| Required task |
Edit the rows below, changing every "one point per instance" to "one point per object" and leaving everything else as it is.

Rows from a pointing dataset:
++++++
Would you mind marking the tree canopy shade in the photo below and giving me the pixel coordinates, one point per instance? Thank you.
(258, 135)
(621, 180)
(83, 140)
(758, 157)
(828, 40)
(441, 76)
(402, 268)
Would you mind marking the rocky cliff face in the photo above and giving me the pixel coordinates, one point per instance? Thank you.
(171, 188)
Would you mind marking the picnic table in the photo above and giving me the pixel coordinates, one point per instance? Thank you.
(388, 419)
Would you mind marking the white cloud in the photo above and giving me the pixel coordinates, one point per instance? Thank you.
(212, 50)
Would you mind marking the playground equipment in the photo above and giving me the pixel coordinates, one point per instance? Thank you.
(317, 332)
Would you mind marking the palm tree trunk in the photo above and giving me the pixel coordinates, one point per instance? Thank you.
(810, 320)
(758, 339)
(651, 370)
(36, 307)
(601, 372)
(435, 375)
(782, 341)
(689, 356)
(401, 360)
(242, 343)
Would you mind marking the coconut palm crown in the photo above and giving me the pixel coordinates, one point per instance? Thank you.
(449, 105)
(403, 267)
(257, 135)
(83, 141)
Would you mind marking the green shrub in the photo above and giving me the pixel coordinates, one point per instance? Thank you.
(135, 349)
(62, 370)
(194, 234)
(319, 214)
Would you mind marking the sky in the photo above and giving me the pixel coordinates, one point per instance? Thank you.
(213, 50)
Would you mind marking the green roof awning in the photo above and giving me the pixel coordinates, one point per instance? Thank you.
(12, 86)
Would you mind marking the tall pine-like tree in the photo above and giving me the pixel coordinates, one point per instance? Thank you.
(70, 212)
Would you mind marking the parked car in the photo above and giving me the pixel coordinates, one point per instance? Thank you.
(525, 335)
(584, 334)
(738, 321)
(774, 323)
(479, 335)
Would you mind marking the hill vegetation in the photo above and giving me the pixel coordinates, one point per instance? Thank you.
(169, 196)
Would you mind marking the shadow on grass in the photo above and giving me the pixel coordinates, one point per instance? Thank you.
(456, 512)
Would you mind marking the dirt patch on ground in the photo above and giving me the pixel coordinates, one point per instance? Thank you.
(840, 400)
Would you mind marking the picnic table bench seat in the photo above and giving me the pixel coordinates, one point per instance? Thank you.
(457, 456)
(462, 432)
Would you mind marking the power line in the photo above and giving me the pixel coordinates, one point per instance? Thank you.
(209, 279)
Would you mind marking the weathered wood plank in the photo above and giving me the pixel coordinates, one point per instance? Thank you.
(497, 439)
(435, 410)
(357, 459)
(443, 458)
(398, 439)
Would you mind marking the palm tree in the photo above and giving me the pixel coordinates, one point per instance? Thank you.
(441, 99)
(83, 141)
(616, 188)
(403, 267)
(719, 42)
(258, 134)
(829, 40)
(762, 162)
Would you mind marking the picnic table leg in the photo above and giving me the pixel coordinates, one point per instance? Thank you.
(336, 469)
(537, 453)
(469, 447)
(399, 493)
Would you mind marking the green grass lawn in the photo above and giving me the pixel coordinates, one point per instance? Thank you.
++++++
| Full response |
Would you mind marking the tree canopy shade in the photo below and giving me the pixel coordinates, one point per object? Thank you.
(258, 135)
(621, 180)
(83, 140)
(758, 157)
(828, 40)
(441, 76)
(402, 268)
Would you mind marking the rocky cliff face in the photo above and giving me the pixel coordinates, one point per object? Thank you.
(171, 188)
Would you mind marking the picnic table in the photo above and giving me the pixel coordinates, one point per object? Thank you.
(388, 419)
Would you mind marking the white cloud in the photo above and giving me the pixel coordinates, one point per object? Thank you.
(212, 50)
Would you mind marking the playground equipment in the photo above and giving me the pixel coordinates, one point per object? Thank you.
(317, 332)
Would you mind marking the palm tree trunk in the photo above and giving me the pixel coordinates, one point per object? Thank you.
(810, 320)
(758, 339)
(651, 370)
(36, 307)
(601, 372)
(435, 375)
(782, 341)
(689, 356)
(401, 360)
(242, 343)
Would you mind marking the coconut palm crown in the photo above and giving me the pixel coordinates, one point per object? Thank you.
(449, 105)
(403, 267)
(257, 135)
(83, 141)
Would you mind marking the green shrub in the photo above and giving me the pixel coordinates, one point per object? Thank you.
(135, 349)
(62, 370)
(194, 234)
(319, 214)
Would you mind marking the sky in the photo above and giving me the pixel coordinates, one point per object? Thank you.
(213, 50)
Would you mind marking the green roof awning in the photo above and giving me the pixel coordinates, one point per object? Thank you.
(12, 86)
Would you mind marking the tall pine-like tree in the photo above and giving me the pixel coordinates, one point per object? Thank you.
(70, 212)
Would you mind marking the parked car in the photo above and giving me the pixel coordinates, one point per object? Thank you.
(525, 335)
(584, 334)
(738, 321)
(774, 323)
(479, 335)
Would you mind marking the hill vegetation in the photo above and giving me the pixel coordinates, one point per object? Thank you.
(169, 196)
Would you mind marking the shadow on grass in the photo above and giving me the pixel coordinates, one point per object? Thank you.
(456, 512)
Would you mind marking the dirt patch on ground in the photo above and giving me the pixel coordinates, one point per object? Thank you.
(840, 400)
Would you mind marking the picnic table bench seat in the photo above and giving me the pixel coordinates, one point per object? Thank you.
(457, 456)
(462, 432)
Would you mind marking the power line in the photo above and giving me the pixel coordinates, one point per object? Thank you.
(209, 279)
Would you mind marking the weathered wood plank in the photo above and giving me the pixel coordinates, one point per object? Thank you.
(497, 439)
(435, 410)
(357, 459)
(443, 458)
(398, 439)
Would you mind marking the palm tree in the photo above and giving me the pixel coordinates, one point per object? Thank you.
(441, 99)
(83, 141)
(616, 188)
(403, 267)
(719, 42)
(258, 134)
(829, 40)
(762, 162)
Would you mind marking the picnic table leg in the photo above and giving me the pixel coordinates, one point per object? Thank you.
(336, 469)
(537, 453)
(469, 447)
(399, 493)
Would you mind marking the green grass lawn in the photo above and giving me the pixel coordinates, one point per object? Thank you.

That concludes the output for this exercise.